** START TEXT SECTION **

The court decided not to embark upon fraud until and unless there is a reasonable explanation by the defendant for use of the name and for refusal of change in the name. In case of fraud, it is seen that the onus of proof required is comparatively less than the proof required in the case where fraud is not claimed but harm to reputation by the appropriation of a name is. Such difficulty of proof increases further when protection is sought for use of name which is descriptive in nature as used by the defendant company.

The name was suitable to the business and the court decided that the use of the name or the refusal to change the name was not fraudulent. The name of the defendant company was comprised of common words used in the English Language. The public could not be confused or misled and therefore, there existed no possibility of damage to the plaintiff society’s reputation, in case of unwanted and derogative activities by the defendant. The name of the defendant company was not calculated to deceive despite having included similar words in their name as of the plaintiff society. In addition, the words were not a prominent or distinctive feature of the plaintiff company. The additional use of the words “the society of” before the words “Motor Manufacturers and Traders” also distinguished the plaintiff society from the defendant company. Further, the use of the word “mutual insurance” added to such a distinction between the undertaking of the party both in name and function.

The plaintiff society had contended that the abbreviation of the name of the companies i.e. SMMT and MMTMI could cause confusion. To this, the court said that such an argument has made it clearer that the names were distinct and supported the claims of the defendant instead. The plaintiff’s counsel had also contended that the defendant was using stickers with its company’s name which can cause confusion among the public, as the plaintiff society practiced such use of stickers. To this, the court replied that the stickers were different in color, name, and content. Further, a company can’t claim a monopoly on the use of stickers.

Under the Companies Act, a company has a monopoly over its name and no other company can use identical names as to be calculated to deceive. Here in the present case, the court focused on the usage of words “calculated to deceive”. They decided that no deceiving intent was seen on the part of the defendant.

The plaintiffs had contended that the circular of the defendant company provided that they would be at disposal at the yet-to-take-place Motor Exhibition. They contended that such an activity can make people think that the two parties are associated. The court decided that such activity of representation at the exhibition was common for insurance companies and their business.

** END TEXT SECTION **
** START EXTRACTED RECORDS **

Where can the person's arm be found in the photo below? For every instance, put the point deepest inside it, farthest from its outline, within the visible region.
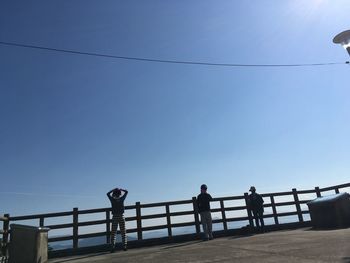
(125, 193)
(109, 193)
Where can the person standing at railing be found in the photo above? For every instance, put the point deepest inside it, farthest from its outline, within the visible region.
(203, 203)
(256, 205)
(117, 202)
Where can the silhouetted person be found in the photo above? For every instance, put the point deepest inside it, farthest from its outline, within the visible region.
(203, 203)
(117, 201)
(256, 206)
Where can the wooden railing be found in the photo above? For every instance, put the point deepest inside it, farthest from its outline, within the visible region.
(168, 216)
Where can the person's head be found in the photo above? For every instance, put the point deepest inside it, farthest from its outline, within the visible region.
(116, 193)
(252, 189)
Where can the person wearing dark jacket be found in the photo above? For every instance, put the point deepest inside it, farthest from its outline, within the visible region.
(117, 202)
(203, 204)
(256, 205)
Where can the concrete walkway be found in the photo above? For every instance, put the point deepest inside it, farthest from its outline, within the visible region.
(302, 245)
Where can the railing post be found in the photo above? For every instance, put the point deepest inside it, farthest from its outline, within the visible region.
(318, 192)
(5, 235)
(250, 218)
(168, 220)
(297, 204)
(75, 227)
(138, 220)
(273, 205)
(223, 214)
(196, 216)
(108, 227)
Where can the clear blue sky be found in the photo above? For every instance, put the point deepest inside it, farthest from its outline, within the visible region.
(73, 127)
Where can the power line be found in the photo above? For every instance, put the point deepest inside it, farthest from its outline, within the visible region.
(169, 61)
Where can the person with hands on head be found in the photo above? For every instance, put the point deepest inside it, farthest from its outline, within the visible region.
(117, 201)
(256, 205)
(203, 204)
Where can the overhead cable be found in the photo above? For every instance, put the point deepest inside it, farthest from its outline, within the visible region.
(168, 61)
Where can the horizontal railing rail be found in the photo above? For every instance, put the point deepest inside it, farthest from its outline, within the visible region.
(168, 216)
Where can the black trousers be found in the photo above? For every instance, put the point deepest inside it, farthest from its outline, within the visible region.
(258, 216)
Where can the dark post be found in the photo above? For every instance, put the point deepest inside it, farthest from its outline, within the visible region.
(273, 205)
(196, 216)
(138, 219)
(75, 227)
(108, 227)
(318, 192)
(246, 197)
(223, 214)
(5, 236)
(297, 204)
(168, 220)
(41, 221)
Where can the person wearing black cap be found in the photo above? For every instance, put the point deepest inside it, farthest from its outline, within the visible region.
(117, 202)
(203, 204)
(256, 205)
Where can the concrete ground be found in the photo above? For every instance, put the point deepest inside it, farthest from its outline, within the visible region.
(301, 245)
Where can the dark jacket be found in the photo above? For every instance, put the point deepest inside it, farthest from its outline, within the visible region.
(203, 202)
(117, 203)
(256, 202)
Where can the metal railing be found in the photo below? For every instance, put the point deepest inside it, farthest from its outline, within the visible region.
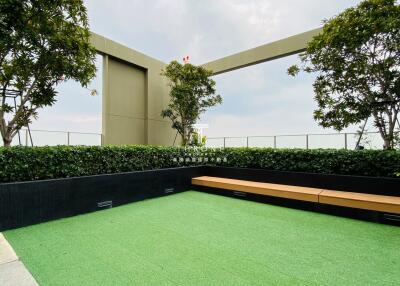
(54, 137)
(370, 140)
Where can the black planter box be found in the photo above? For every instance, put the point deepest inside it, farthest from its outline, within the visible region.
(27, 203)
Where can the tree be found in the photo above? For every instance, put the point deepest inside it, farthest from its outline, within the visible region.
(357, 61)
(192, 92)
(42, 43)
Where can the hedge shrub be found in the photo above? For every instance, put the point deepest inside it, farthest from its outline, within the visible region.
(26, 164)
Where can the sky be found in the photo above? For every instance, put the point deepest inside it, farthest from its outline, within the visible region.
(258, 100)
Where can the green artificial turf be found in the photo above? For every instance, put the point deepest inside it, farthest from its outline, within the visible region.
(200, 239)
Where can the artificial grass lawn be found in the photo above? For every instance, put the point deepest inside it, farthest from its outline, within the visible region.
(200, 239)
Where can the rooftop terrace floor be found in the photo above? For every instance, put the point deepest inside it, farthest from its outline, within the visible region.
(195, 238)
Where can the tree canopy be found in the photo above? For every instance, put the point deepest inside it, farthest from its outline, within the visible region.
(192, 93)
(42, 43)
(357, 61)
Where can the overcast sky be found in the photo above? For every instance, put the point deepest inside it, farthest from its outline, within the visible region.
(258, 100)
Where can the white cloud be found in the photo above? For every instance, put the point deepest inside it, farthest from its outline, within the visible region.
(258, 100)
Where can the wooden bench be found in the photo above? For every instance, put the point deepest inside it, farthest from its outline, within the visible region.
(345, 199)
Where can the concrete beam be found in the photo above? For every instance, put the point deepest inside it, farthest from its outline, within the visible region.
(268, 52)
(109, 47)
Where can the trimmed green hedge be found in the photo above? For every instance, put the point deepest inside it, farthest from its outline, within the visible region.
(26, 164)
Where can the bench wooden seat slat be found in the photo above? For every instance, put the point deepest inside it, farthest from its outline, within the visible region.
(345, 199)
(275, 190)
(361, 201)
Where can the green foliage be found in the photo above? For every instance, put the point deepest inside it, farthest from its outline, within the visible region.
(357, 61)
(42, 43)
(195, 141)
(38, 163)
(192, 93)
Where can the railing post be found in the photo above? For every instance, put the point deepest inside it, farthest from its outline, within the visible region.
(307, 141)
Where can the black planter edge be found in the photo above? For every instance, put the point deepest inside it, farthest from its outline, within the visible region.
(27, 203)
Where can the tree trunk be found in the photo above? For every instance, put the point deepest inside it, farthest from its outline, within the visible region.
(388, 143)
(7, 141)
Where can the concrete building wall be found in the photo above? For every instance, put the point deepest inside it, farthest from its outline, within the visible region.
(134, 92)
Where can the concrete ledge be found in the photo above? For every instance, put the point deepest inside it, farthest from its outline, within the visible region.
(12, 271)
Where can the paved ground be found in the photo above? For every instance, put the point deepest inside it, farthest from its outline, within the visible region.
(12, 270)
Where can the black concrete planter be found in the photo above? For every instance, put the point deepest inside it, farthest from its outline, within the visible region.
(27, 203)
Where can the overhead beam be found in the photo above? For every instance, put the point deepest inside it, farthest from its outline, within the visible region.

** END EXTRACTED RECORDS **

▶ **TASK SET**
1. Please rewrite the stretch of the case summary from "The plaintiff society had" through "the use of stickers.", with "stickers" replaced by "decals".
2. Name every respect in which the case summary says the court found the stickers to be different.

▶ **SOLUTIONS BELOW**
1.
The plaintiff society had contended that the abbreviation of the name of the companies i.e. SMMT and MMTMI could cause confusion. To this, the court said that such an argument has made it clearer that the names were distinct and supported the claims of the defendant instead. The plaintiff’s counsel had also contended that the defendant was using decals with its company’s name which can cause confusion among the public, as the plaintiff society practiced such use of decals. To this, the court replied that the decals were different in color, name, and content. Further, a company can’t claim a monopoly on the use of decals.

2. Color, name, and content.